D'après l'article sur Ella Rumpf ci-dessous :
(a) Dans quel film de Julia Ducournau le public a-t-il découvert Ella Rumpf ?
(b) Quel âge a la comédienne lors de la rencontre sur la Croisette ?
(c) Quelle mathématicienne lui a fait percevoir la poésie des mathématiques ?

**Texte à lire:**
^^^^^^^^

En fille cannibale, c’est comme ça qu’on a découvert, complètement fasciné et un chouïa révulsé, la Franco-suisse Ella Rumpf sur les écrans.
Elle déployait dans Grave, film sanguinolent signé Julia Ducournau, choc de Cannes cru 2017, des noirceurs et des vénénosités qui donnait à son second rôle des saveurs qu’on n’oubliait pas. Depuis, elle a côtoyé Niels Schneider dans Sympathie pour le diable (de Guillaume de Fontenay), a picoré dans le cinéma germanophone, tandis que des séries américaines comme Tokyo Vice ou Succession ont révélé son visage à plus grande échelle.
Aujourd’hui, c’est en normalienne surdouée, lunettes de première de la classe et look passe-muraille, qu’elle revient sur la Croisette : Le théorème de Marguerite d’Anna Novion, en sélection officielle catégorie Séances spéciales, fait d’elle une mathématicienne qui ne vit que pour les théories et les nombres. Alors cette Marguerite, aussi revêche qu’attendrissante, aussi bulldozer que sur le fil, vous saisira par toute la densité que l’actrice lui insuffle. Par la défiance, aussi, dans laquelle elle tient les autres – son directeur de thèse (Jean-Pierre Daroussin), sa mère (Clotilde Courau), son concurrent (Julien Frison). Sur une terrasse du Palais des festivals, on a rencontré, à la fois timide et directe, une comédienne de 28 ans qui défend là son plus beau premier rôle.
Un rôle a priori « improbable »
Marie Claire : Êtes-vous une matheuse, à la base ?
Ella Rumpf : Absolument pas ! À l’école, je détestais ça, alors c’était complètement improbable pour moi de jouer un tel personnage. J’avais même une vraie peur de ne pas en être capable. Je disais à Anna Novion, la réalisatrice, « mais t’es complètement dingue de prendre une meuf comme moi ». Et puis, peu à peu, quelque chose s’est ouvert en moi quand j’ai compris que les mathématiques faisaient partie intégrante de notre monde et que leur complexité pouvait expliquer celle de l’univers dans lequel on vit.
C’est la mathématicienne Arianne Mézard qui m’a fait prendre conscience de la poésie qu’il y avait là-dedans.

^^^^^^^^

**Enregistrements de données:**
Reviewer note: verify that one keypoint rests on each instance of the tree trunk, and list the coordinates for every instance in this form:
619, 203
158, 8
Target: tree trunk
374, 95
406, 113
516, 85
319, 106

^^^^^^^^

**Réponse à la tâche:**
(a) Grave.
(b) 28 ans.
(c) Arianne Mézard.